++++ PASSAGE
My career so far is a direct product of the wonderful mentors I have had, both in strong women scientists that I worked under, and my PhD mentor, who is also an advocate for women in science. I would not be where I am without their support and guidance, and I hope to mentor many young scientists in my future career in researching how the environment affects human health.

Hainan Lang, MD, PhD
Associate Professor
Department of Pathology & Laboratory Medicine
College of Medicine

I am very fortunate to have a job I love and am empowered to complete daily. I am also very fortunate to have many great mentors and colleagues, excellent students and a supportive family.  They have helped and encouraged me to pursue my dream and become a good scientist. 


Jennifer Winchester
Director, Institutional and Community Partnerships
Department of Psychiatry and Behavioral Science
College of Medicine

Looking back at where I grew up, it wouldn’t seem as though I was set up for much success at an institution such as MUSC. I was raised in rural, Upstate New York, four miles outside of a one-stop light town. My graduating class had approximately 50 students. It was a beautiful, but overlooked, part of the state. I was fortunate to have incredibly hard working and dedicated parents, and it’s because of their leadership and devotion that I’ve grown into the professional woman I am today.

I think my move to Charleston shocked my friends and family – I was getting away and I had bigger dreams. Of course, the first year was tough and I considered going back home. With everything I got involved in here, though, I began to realize that my tiny town would always be home but this was my future. My eight years at MUSC has connected me beyond all of my expectations.
++++++++
### [REQUIRED ACTIONS]
1. Print the staff profiles from "I am very fortunate" up to and including "I am today.".
2. In the staff profiles, about how many students were in Jennifer Winchester's graduating class?
3. Continue the staff profiles from where they stop.
The rows have nothing to do with anything asked here.
++++ DATASET EXCERPTS
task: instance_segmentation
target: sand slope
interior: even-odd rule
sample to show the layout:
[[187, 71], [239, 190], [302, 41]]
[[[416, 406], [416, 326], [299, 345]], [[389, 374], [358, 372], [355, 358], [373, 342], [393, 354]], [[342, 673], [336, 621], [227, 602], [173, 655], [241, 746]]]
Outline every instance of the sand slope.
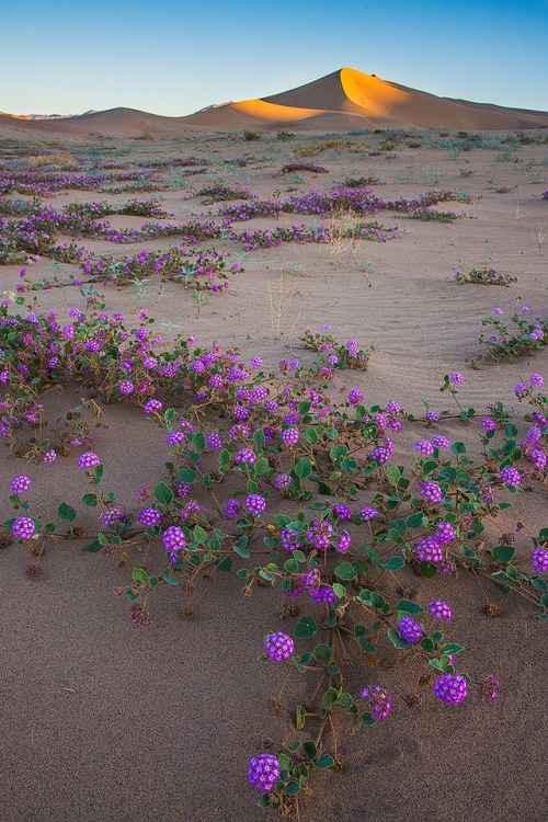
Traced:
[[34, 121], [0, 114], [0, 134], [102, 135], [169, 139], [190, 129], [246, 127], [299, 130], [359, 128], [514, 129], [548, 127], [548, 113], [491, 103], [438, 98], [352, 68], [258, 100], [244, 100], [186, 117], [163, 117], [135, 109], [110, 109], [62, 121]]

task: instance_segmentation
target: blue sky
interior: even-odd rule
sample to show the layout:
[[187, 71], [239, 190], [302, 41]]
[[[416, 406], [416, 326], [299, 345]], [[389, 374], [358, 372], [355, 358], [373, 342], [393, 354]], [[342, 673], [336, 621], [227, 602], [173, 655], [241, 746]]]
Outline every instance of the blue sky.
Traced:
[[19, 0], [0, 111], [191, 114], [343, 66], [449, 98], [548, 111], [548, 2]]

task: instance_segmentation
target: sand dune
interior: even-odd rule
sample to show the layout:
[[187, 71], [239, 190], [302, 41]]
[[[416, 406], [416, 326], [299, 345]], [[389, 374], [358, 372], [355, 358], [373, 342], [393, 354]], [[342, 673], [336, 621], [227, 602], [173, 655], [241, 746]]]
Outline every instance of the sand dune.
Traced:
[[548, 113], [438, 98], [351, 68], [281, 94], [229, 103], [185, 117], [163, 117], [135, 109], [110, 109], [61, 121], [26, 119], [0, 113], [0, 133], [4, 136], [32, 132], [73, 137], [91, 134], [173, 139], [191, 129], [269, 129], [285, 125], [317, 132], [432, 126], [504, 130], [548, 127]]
++++++++
++++ DATASET EXCERPTS
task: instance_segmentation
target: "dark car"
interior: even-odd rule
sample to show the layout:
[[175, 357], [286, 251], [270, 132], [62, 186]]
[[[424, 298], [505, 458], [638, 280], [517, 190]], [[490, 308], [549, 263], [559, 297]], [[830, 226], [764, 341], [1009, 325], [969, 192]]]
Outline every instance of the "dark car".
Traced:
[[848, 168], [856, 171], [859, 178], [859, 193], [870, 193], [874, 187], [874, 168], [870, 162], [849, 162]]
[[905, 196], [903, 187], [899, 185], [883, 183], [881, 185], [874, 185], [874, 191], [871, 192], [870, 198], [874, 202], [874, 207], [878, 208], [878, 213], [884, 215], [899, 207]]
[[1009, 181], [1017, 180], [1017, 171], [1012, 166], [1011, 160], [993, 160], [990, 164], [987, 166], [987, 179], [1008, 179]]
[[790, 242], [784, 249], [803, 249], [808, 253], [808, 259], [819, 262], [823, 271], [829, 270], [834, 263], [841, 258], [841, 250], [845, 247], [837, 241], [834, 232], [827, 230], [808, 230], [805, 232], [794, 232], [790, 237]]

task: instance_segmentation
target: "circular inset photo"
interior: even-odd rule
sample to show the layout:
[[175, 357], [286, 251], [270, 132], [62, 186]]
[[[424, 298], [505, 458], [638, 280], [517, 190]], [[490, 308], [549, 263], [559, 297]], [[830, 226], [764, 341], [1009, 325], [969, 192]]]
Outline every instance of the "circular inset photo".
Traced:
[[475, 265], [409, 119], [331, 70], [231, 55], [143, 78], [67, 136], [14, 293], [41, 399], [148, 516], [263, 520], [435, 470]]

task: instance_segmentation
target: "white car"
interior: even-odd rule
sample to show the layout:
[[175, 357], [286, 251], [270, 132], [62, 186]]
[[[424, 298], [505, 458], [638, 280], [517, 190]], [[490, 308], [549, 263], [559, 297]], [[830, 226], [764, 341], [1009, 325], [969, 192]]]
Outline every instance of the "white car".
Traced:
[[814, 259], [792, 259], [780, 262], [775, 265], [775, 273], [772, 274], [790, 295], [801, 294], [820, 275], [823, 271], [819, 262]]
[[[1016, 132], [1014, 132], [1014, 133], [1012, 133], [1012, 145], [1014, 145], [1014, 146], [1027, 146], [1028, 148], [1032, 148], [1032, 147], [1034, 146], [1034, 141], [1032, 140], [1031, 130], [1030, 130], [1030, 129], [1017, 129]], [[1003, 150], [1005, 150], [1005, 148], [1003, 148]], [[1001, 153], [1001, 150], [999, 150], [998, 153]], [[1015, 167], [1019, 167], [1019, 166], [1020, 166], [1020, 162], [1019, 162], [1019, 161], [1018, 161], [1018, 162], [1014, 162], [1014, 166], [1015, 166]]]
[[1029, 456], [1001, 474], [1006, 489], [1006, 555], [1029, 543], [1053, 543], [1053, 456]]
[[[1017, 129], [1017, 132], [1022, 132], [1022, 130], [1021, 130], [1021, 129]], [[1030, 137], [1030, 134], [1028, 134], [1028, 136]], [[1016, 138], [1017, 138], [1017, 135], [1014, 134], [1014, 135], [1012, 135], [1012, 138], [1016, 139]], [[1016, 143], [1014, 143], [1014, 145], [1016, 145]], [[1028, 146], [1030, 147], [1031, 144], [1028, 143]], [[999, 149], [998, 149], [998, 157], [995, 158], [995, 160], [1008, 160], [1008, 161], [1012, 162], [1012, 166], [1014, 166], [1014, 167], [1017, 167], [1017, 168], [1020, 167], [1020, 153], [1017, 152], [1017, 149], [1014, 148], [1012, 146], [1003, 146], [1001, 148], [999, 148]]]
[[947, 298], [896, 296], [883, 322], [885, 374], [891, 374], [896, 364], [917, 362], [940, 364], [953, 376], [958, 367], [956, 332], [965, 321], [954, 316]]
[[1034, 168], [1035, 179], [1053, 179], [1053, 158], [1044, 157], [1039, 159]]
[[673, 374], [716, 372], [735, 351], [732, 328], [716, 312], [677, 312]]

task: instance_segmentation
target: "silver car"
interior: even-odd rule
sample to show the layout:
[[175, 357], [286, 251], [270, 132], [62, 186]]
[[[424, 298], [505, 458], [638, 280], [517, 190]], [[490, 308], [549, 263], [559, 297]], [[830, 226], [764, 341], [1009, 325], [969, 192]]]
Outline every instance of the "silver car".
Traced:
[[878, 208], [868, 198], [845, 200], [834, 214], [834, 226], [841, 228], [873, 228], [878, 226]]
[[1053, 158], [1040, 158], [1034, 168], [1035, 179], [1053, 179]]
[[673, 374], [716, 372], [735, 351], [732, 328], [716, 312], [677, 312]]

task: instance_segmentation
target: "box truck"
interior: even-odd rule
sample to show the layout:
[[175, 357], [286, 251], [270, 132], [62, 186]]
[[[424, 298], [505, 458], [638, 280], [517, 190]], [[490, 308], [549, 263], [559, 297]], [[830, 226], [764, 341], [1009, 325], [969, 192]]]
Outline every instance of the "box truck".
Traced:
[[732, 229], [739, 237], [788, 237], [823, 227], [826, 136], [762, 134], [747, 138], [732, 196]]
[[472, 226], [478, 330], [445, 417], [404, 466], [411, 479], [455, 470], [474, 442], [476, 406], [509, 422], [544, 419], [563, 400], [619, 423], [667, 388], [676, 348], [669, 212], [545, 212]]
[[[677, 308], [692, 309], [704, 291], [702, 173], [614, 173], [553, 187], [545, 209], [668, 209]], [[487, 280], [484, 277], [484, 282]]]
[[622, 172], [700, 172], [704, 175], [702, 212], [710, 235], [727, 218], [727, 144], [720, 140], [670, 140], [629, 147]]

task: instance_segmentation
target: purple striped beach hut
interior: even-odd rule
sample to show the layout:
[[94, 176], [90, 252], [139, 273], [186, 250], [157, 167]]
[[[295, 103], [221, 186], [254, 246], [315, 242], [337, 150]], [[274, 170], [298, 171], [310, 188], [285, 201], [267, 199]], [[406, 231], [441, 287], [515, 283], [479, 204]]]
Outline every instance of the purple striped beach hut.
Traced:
++++++++
++++ DATASET EXCERPTS
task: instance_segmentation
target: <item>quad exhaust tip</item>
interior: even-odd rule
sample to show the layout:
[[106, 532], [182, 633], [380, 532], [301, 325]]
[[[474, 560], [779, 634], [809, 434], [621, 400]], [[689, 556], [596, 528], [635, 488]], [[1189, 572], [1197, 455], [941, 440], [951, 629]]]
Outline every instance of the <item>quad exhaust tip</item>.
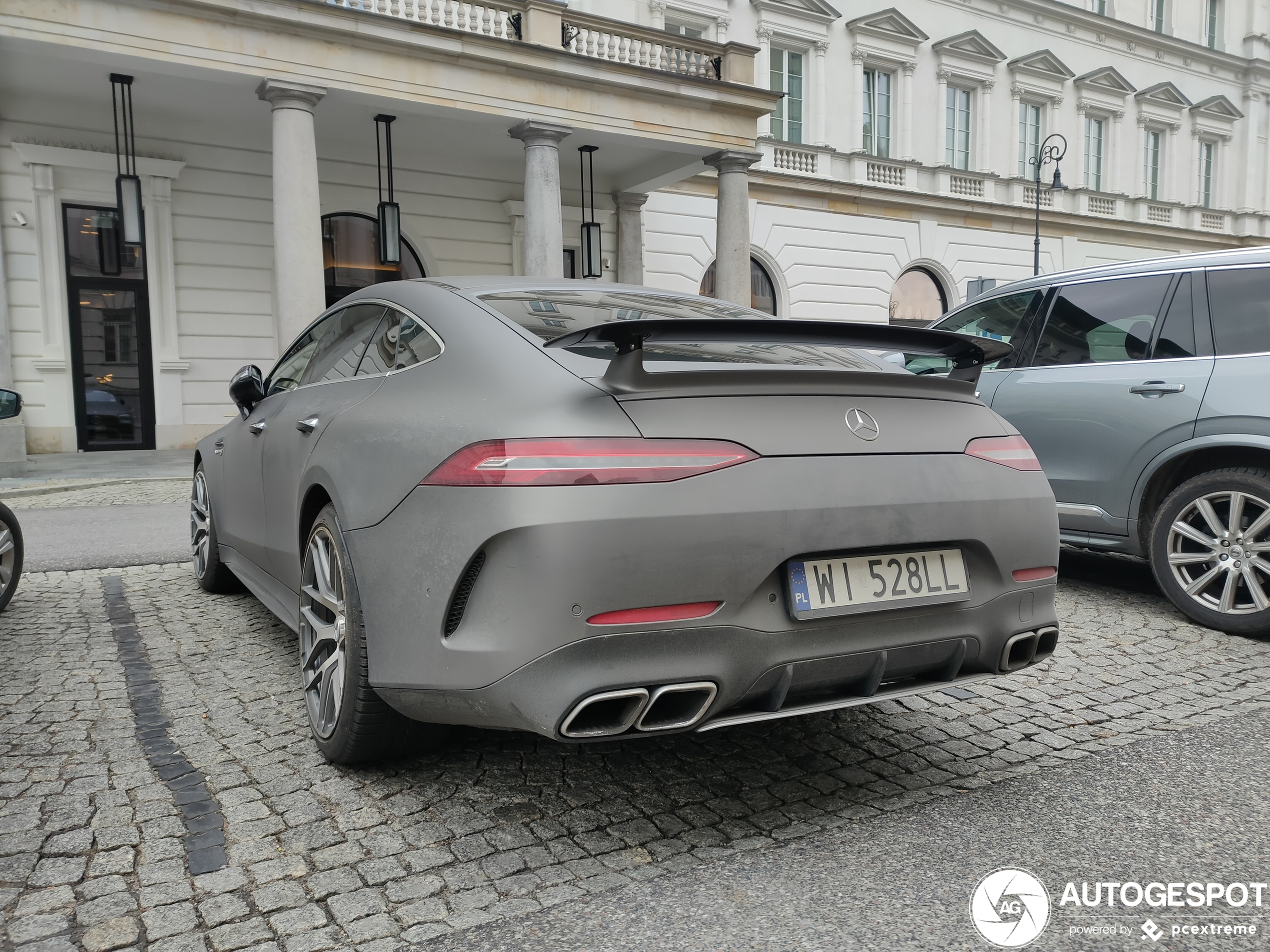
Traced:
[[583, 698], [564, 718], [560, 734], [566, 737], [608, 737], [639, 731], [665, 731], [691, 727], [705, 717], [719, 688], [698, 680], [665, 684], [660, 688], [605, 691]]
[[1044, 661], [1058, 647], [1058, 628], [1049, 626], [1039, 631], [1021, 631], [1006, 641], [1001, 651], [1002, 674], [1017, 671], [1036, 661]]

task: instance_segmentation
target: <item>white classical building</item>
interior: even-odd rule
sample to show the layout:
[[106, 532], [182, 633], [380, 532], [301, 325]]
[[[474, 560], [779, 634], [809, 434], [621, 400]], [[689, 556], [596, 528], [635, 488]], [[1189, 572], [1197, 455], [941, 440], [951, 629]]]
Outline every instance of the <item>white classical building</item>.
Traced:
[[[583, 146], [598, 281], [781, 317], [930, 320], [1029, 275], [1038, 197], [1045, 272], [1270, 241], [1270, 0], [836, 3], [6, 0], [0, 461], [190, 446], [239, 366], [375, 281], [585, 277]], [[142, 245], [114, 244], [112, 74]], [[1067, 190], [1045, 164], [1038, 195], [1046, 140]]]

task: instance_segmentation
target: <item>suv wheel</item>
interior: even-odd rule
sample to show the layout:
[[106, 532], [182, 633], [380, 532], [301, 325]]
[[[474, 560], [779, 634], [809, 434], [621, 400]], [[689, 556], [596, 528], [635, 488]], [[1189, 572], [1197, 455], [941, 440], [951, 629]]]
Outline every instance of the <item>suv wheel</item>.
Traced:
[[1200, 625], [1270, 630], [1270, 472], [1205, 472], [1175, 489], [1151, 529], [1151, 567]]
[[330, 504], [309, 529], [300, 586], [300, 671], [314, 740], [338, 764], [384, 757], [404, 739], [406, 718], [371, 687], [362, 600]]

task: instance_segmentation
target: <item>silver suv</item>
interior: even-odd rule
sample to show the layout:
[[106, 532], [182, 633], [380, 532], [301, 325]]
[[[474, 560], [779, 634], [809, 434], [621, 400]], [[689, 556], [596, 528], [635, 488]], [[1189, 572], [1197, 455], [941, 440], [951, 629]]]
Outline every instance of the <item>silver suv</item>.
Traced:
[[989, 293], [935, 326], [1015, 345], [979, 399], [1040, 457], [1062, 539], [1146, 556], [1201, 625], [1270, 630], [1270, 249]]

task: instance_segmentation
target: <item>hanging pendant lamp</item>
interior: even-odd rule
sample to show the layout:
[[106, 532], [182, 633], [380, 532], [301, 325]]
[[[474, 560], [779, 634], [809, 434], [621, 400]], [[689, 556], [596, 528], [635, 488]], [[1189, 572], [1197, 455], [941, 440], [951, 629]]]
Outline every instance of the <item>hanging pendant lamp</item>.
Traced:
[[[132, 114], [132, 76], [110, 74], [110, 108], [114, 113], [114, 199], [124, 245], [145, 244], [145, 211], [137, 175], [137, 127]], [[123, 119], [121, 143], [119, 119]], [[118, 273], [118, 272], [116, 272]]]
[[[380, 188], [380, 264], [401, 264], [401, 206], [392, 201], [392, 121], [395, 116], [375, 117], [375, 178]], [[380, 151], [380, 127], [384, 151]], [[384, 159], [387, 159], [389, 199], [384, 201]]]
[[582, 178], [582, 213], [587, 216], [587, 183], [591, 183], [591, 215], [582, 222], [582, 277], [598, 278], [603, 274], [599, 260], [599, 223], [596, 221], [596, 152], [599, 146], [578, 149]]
++++++++
### [ANSWER SET]
1.
I am very fortunate to have a job I love and am empowered to complete daily. I am also very fortunate to have many great mentors and colleagues, excellent students and a supportive family.  They have helped and encouraged me to pursue my dream and become a good scientist. 


Jennifer Winchester
Director, Institutional and Community Partnerships
Department of Psychiatry and Behavioral Science
College of Medicine

Looking back at where I grew up, it wouldn’t seem as though I was set up for much success at an institution such as MUSC. I was raised in rural, Upstate New York, four miles outside of a one-stop light town. My graduating class had approximately 50 students. It was a beautiful, but overlooked, part of the state. I was fortunate to have incredibly hard working and dedicated parents, and it’s because of their leadership and devotion that I’ve grown into the professional woman I am today.

2. Approximately 50 students.

3.
My Master’s training prepared me for the mental health field and dealing with all kinds of patients, supporters, stakeholders, etc., but the real world experience I’ve received in my positions at MUSC is priceless. I am constantly amazed at the level of expertise we have here, and I am proud to say “I know that guy” or “I work with her”! Being an MUSC employee has given me the opportunity to meet those esteemed researchers and clinicians and to interact with them at all levels. I am not an M.D. or a Ph.D., but I am an integral part of what we do here – and I’m beyond satisfied with that.

“Strive not to be a success, but rather to be of value.”
~Albert Einstein

Susan Linn
Second year medical student
College of Medicine

If an unexpected yet extraordinary opportunity presents itself to you, take it. If it diverges from your plan, don't worry, this is your new plan. More often than not, the most life changing experiences present themselves when we don't plan them, and we least expect them. All we need is the courage to accept them.

For me, I left a promising and secure job to become a marine biology researcher living among the polar bears and Inuit people far north of the Arctic Circle. At the time, I didn't know where this opportunity would take, but I took it anyway. And at the end, I did not leave my research position with a passion for research, but instead, I left with a passion to pursue medicine and to serve the disenfranchised. And for this, I will always be grateful.

Cynthia Swenson, PhD
Family Services Research Center
Department of Psychiatry and Behavioral Science
College of Medicine

My life's work has been developing and testing treatment models for families experiencing serious clinical needs on a global level. I look back on what helped me rise from growing up in a poverty situation to accomplishing significant career goals:

1.       Finding and listening to a good mentor
2.       Listening to people who receive services and nonacademic folks who have great ideas that are based on life experience and incorporating those lessons into my work
3.       Always maintaining a focus on the scientific evidence and being up-to-date on the evidence base
4.       Unwavering determination to create opportunities for myself and others
5.       Daily work to stay humble and generous in my academic setting and personal life
6.       Asking myself in everything I do, “are you making a difference?” If the answer is no, then I change course.